TASK – Report each line below that contains the word "block", copying every such line in full.

▶

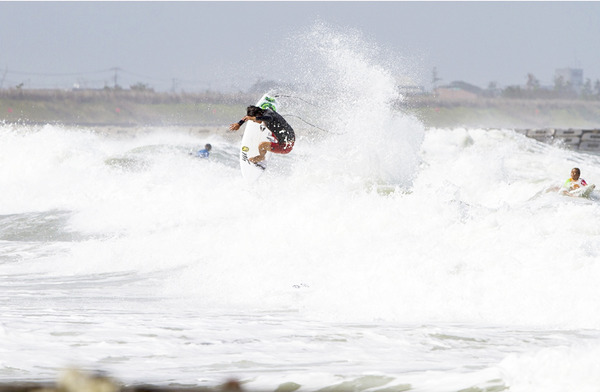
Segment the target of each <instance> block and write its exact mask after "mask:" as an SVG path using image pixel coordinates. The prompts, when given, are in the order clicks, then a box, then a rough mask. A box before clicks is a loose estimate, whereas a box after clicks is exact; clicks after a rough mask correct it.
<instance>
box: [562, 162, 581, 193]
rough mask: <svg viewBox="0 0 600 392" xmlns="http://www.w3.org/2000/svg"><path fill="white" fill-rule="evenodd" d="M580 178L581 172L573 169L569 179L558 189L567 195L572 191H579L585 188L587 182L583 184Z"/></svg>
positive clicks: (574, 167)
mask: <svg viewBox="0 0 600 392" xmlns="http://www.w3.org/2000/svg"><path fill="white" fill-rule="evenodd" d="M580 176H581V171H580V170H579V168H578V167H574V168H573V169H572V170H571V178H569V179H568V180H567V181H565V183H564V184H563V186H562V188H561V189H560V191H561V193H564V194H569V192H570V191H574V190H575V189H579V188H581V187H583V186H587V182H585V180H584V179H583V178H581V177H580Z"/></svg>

◀
▶

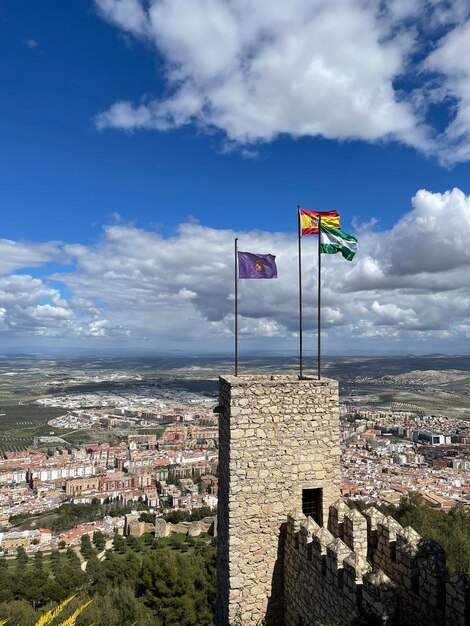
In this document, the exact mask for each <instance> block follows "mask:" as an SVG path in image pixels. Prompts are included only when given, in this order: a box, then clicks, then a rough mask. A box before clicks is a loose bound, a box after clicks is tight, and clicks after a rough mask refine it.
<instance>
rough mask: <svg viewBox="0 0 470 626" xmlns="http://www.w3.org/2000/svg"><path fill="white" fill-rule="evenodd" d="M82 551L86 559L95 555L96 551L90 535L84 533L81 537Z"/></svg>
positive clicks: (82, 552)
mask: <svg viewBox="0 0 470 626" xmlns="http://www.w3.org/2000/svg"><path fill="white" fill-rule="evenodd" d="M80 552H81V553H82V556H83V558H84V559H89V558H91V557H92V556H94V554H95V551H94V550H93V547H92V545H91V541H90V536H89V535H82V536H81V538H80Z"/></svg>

◀

RESPONSE BELOW –
Segment the target of each <instance> block and write its exact mask after "mask:" as an SVG path using image pixel coordinates. The prompts, when given, are in the order clicks, then a box, then a rough mask. A box before clicks is a loose estimate, whereas a box after clicks is exact; clicks after a rough mask correct it.
In this document, the exact mask for each <instance> block follows "mask:" as an SVG path in image pixels. Prompts are included only when given, in this order: a box, then clicks, then a rough mask. A box before clicks is a loose bound, a box after clicks is tight, and clicks after a rough mask refine it.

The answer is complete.